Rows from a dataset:
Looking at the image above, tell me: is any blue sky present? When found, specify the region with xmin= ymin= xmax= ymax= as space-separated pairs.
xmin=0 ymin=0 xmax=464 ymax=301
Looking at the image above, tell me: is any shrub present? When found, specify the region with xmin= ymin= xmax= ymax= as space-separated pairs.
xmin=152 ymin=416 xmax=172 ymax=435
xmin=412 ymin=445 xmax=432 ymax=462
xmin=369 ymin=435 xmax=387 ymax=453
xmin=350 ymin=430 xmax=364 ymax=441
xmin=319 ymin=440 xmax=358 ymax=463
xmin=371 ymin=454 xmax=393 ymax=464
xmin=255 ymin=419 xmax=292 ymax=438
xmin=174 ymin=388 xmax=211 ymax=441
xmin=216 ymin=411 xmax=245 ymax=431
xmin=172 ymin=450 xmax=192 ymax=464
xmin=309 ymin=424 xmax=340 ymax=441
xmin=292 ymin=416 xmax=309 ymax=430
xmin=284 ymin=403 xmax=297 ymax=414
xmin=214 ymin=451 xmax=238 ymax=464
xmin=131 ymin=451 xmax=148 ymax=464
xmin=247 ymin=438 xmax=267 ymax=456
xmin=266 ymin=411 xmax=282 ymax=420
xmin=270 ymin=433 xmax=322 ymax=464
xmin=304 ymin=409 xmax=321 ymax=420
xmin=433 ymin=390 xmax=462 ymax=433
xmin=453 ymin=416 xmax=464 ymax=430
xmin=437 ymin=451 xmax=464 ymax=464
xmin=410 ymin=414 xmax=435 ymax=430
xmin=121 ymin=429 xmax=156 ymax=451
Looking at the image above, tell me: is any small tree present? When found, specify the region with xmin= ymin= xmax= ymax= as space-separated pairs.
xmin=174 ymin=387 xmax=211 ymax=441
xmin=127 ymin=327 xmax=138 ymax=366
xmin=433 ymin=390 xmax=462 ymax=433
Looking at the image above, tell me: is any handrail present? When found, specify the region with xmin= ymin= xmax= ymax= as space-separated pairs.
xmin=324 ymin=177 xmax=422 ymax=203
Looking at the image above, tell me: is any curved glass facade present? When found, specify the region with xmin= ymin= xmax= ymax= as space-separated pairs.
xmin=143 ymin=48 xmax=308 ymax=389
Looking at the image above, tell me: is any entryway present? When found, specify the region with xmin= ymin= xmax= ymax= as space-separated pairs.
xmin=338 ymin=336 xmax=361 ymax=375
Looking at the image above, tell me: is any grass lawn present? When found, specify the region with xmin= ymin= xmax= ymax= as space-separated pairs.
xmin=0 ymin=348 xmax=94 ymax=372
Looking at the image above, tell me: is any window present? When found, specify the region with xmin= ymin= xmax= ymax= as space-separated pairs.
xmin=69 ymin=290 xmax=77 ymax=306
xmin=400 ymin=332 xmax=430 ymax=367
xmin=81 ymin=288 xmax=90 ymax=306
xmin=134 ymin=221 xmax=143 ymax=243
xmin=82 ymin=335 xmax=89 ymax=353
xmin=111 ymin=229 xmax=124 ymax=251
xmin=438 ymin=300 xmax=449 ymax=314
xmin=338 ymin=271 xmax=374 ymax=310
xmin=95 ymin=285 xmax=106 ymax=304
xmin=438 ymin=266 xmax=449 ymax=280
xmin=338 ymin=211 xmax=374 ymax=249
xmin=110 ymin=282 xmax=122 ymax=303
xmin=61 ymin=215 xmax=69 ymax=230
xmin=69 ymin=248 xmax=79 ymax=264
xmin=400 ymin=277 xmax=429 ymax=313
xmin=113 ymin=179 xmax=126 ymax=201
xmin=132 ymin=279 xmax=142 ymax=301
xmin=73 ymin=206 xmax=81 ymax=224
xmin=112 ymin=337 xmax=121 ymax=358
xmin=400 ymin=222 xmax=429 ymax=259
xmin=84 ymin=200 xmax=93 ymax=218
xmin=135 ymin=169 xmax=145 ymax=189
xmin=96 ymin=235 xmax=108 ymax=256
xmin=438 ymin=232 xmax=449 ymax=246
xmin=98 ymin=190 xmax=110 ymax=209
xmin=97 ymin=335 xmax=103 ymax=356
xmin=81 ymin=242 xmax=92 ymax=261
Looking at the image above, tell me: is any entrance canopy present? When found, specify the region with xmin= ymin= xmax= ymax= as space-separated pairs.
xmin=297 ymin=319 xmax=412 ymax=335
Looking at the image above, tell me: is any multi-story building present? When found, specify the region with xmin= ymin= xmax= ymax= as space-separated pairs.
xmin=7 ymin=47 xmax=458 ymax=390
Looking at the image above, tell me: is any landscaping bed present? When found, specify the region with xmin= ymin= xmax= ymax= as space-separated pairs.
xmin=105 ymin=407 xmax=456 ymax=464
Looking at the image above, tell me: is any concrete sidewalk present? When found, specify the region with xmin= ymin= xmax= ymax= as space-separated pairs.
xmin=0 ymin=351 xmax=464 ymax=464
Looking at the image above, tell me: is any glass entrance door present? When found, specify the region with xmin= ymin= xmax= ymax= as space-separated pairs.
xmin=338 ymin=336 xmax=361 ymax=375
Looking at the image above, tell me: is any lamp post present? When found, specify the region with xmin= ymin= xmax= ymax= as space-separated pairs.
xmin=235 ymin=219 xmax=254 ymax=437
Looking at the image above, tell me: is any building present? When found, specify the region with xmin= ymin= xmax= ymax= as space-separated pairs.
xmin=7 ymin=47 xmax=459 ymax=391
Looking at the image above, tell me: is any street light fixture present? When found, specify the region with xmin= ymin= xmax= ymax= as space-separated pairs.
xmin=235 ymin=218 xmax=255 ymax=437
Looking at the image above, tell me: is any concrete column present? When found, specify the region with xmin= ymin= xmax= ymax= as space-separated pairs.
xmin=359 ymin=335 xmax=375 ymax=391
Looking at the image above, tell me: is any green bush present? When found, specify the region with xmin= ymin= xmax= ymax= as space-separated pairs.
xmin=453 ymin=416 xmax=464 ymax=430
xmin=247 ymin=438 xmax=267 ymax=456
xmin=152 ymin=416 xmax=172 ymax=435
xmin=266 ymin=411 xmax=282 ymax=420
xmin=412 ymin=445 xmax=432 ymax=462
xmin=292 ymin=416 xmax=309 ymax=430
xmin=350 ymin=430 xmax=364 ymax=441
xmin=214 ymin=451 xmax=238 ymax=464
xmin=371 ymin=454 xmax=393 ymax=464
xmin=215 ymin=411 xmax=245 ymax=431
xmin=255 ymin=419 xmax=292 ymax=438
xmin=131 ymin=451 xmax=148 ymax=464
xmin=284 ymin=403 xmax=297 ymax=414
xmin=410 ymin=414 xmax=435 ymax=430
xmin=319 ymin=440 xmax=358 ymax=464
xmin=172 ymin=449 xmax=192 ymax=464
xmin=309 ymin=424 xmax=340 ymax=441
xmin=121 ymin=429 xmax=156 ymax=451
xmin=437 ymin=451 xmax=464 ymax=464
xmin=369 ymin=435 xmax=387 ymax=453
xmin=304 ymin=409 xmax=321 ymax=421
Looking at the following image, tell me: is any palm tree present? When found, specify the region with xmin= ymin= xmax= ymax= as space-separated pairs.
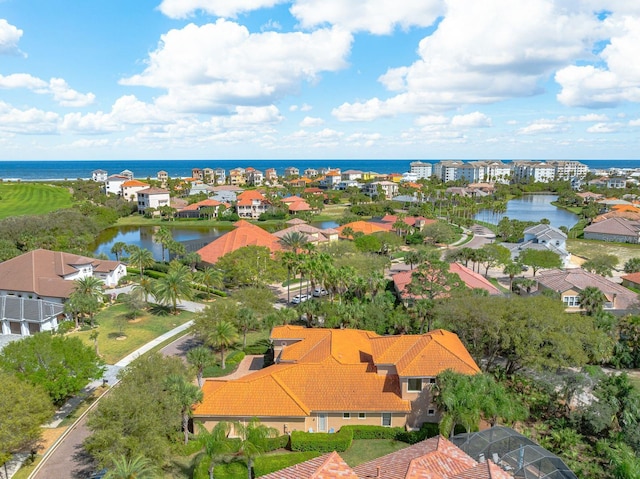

■ Stated problem ■
Output every line of the rows above as a JSON list of strings, one string per line, with blank lines left out. Omit the pictures from your answer.

■ Task answer ■
[
  "Looking at the image above, tell me: is any blue sky present? When found, specify the region with xmin= ymin= xmax= ymax= as space-separated pairs.",
  "xmin=0 ymin=0 xmax=464 ymax=301",
  "Looking at the image above, tell me: is any shrub present? When found, specify the region with xmin= ymin= xmax= ymax= as space-separated pairs.",
  "xmin=152 ymin=416 xmax=172 ymax=435",
  "xmin=412 ymin=445 xmax=432 ymax=462",
  "xmin=369 ymin=435 xmax=387 ymax=453",
  "xmin=350 ymin=430 xmax=364 ymax=441",
  "xmin=319 ymin=440 xmax=358 ymax=463",
  "xmin=371 ymin=454 xmax=393 ymax=464",
  "xmin=255 ymin=419 xmax=292 ymax=438",
  "xmin=174 ymin=388 xmax=211 ymax=441",
  "xmin=216 ymin=411 xmax=245 ymax=431",
  "xmin=172 ymin=450 xmax=192 ymax=464",
  "xmin=309 ymin=424 xmax=340 ymax=441",
  "xmin=292 ymin=416 xmax=309 ymax=430",
  "xmin=284 ymin=403 xmax=297 ymax=414",
  "xmin=214 ymin=451 xmax=238 ymax=464",
  "xmin=131 ymin=451 xmax=148 ymax=464",
  "xmin=247 ymin=438 xmax=267 ymax=456",
  "xmin=266 ymin=411 xmax=282 ymax=420",
  "xmin=270 ymin=433 xmax=322 ymax=464",
  "xmin=304 ymin=409 xmax=321 ymax=420",
  "xmin=433 ymin=390 xmax=462 ymax=433",
  "xmin=453 ymin=416 xmax=464 ymax=430",
  "xmin=437 ymin=451 xmax=464 ymax=464",
  "xmin=410 ymin=414 xmax=435 ymax=430",
  "xmin=121 ymin=429 xmax=156 ymax=451",
  "Looking at the image above, tell me: is any small tree present? When found, specify the region with xmin= ymin= xmax= ymax= as space-separated pairs.",
  "xmin=174 ymin=387 xmax=211 ymax=441",
  "xmin=127 ymin=327 xmax=138 ymax=366",
  "xmin=433 ymin=390 xmax=462 ymax=433",
  "Looking at the image above, tell me: is any handrail present? When found, specify the region with xmin= ymin= xmax= ymax= as space-separated pairs.",
  "xmin=324 ymin=177 xmax=422 ymax=203",
  "Looking at the image above, tell me: is any curved glass facade present? When found, specify the region with xmin= ymin= xmax= ymax= as space-separated pairs.",
  "xmin=143 ymin=48 xmax=308 ymax=389",
  "Looking at the image above, tell me: is any entryway present? When found, specify the region with xmin= ymin= xmax= ymax= as space-separated pairs.",
  "xmin=338 ymin=336 xmax=361 ymax=375",
  "Looking at the image above, tell me: is any grass lawn present? When found, specify the region with xmin= ymin= xmax= ymax= as space-separated pairs.",
  "xmin=0 ymin=348 xmax=94 ymax=372",
  "Looking at the image above, tell me: is any window present? When found, specify the region with xmin= ymin= xmax= ymax= as space-separated pairs.",
  "xmin=69 ymin=290 xmax=77 ymax=306",
  "xmin=400 ymin=332 xmax=430 ymax=367",
  "xmin=81 ymin=288 xmax=90 ymax=306",
  "xmin=134 ymin=221 xmax=143 ymax=243",
  "xmin=82 ymin=335 xmax=89 ymax=353",
  "xmin=111 ymin=229 xmax=124 ymax=251",
  "xmin=438 ymin=300 xmax=449 ymax=314",
  "xmin=338 ymin=271 xmax=374 ymax=310",
  "xmin=95 ymin=285 xmax=106 ymax=304",
  "xmin=438 ymin=266 xmax=449 ymax=280",
  "xmin=338 ymin=211 xmax=374 ymax=249",
  "xmin=110 ymin=282 xmax=122 ymax=303",
  "xmin=61 ymin=215 xmax=69 ymax=230",
  "xmin=69 ymin=248 xmax=79 ymax=264",
  "xmin=400 ymin=277 xmax=429 ymax=313",
  "xmin=113 ymin=179 xmax=126 ymax=201",
  "xmin=132 ymin=279 xmax=142 ymax=301",
  "xmin=73 ymin=206 xmax=81 ymax=224",
  "xmin=112 ymin=337 xmax=121 ymax=358",
  "xmin=400 ymin=222 xmax=429 ymax=259",
  "xmin=84 ymin=200 xmax=93 ymax=218",
  "xmin=135 ymin=169 xmax=145 ymax=189",
  "xmin=96 ymin=235 xmax=108 ymax=256",
  "xmin=438 ymin=232 xmax=449 ymax=246",
  "xmin=98 ymin=190 xmax=110 ymax=209",
  "xmin=97 ymin=335 xmax=103 ymax=356",
  "xmin=81 ymin=242 xmax=92 ymax=261",
  "Looking at the image above, tell me: is any entrance canopy present? When found, specify the region with xmin= ymin= xmax= ymax= as space-separated pairs.",
  "xmin=297 ymin=319 xmax=412 ymax=335",
  "Looking at the image above, tell me: is any multi-story building present? When found, specify the region with xmin= ymin= xmax= ymax= as space-separated pairs.",
  "xmin=7 ymin=47 xmax=458 ymax=390",
  "Looking at the image above, tell me: is any landscaping bed present? When found, specify the region with xmin= ymin= xmax= ymax= as space-separated pairs.",
  "xmin=105 ymin=407 xmax=456 ymax=464",
  "Looking at the image above, tell me: is any concrete sidewalk present? When found, specify the region with xmin= ymin= xmax= ymax= as space-separated pairs.",
  "xmin=0 ymin=351 xmax=464 ymax=464",
  "Looking at the image above, tell me: is any glass entrance door present? When found, specify the region with xmin= ymin= xmax= ymax= as space-separated pairs.",
  "xmin=338 ymin=336 xmax=361 ymax=375",
  "Looking at the image above, tell me: is any lamp post present? When found, specify the region with xmin= ymin= xmax= ymax= as space-separated pairs.",
  "xmin=235 ymin=219 xmax=254 ymax=437",
  "Looking at the image above, tell me: is any building present? When found, specify the region with xmin= ymin= xmax= ymax= as space-separated pairs.",
  "xmin=7 ymin=47 xmax=459 ymax=391",
  "Looking at the image above, tell me: is any street light fixture present? When found, specify the region with xmin= ymin= xmax= ymax= as space-separated pairs.",
  "xmin=235 ymin=218 xmax=255 ymax=437",
  "Looking at the image above, tell me: is any concrete column present? When found, specify the region with xmin= ymin= xmax= ymax= as space-separated pairs.",
  "xmin=359 ymin=335 xmax=375 ymax=391",
  "Looking at the image above, tell me: is any green bush present? When found, specify the region with xmin= ymin= xmax= ymax= as space-separated pairs.",
  "xmin=453 ymin=416 xmax=464 ymax=430",
  "xmin=247 ymin=438 xmax=267 ymax=456",
  "xmin=152 ymin=416 xmax=172 ymax=435",
  "xmin=266 ymin=411 xmax=282 ymax=420",
  "xmin=412 ymin=445 xmax=432 ymax=462",
  "xmin=292 ymin=416 xmax=309 ymax=430",
  "xmin=350 ymin=430 xmax=364 ymax=441",
  "xmin=214 ymin=451 xmax=238 ymax=464",
  "xmin=371 ymin=454 xmax=393 ymax=464",
  "xmin=215 ymin=411 xmax=245 ymax=431",
  "xmin=255 ymin=419 xmax=292 ymax=438",
  "xmin=131 ymin=451 xmax=148 ymax=464",
  "xmin=284 ymin=403 xmax=297 ymax=414",
  "xmin=410 ymin=414 xmax=435 ymax=430",
  "xmin=319 ymin=440 xmax=358 ymax=464",
  "xmin=172 ymin=449 xmax=192 ymax=464",
  "xmin=309 ymin=424 xmax=340 ymax=441",
  "xmin=121 ymin=429 xmax=156 ymax=451",
  "xmin=437 ymin=451 xmax=464 ymax=464",
  "xmin=369 ymin=435 xmax=387 ymax=453",
  "xmin=304 ymin=409 xmax=321 ymax=421",
  "Looking at the following image, tell me: is any palm tree present? When found, specify the region with xmin= ymin= xmax= ymax= as space-separated pairs."
]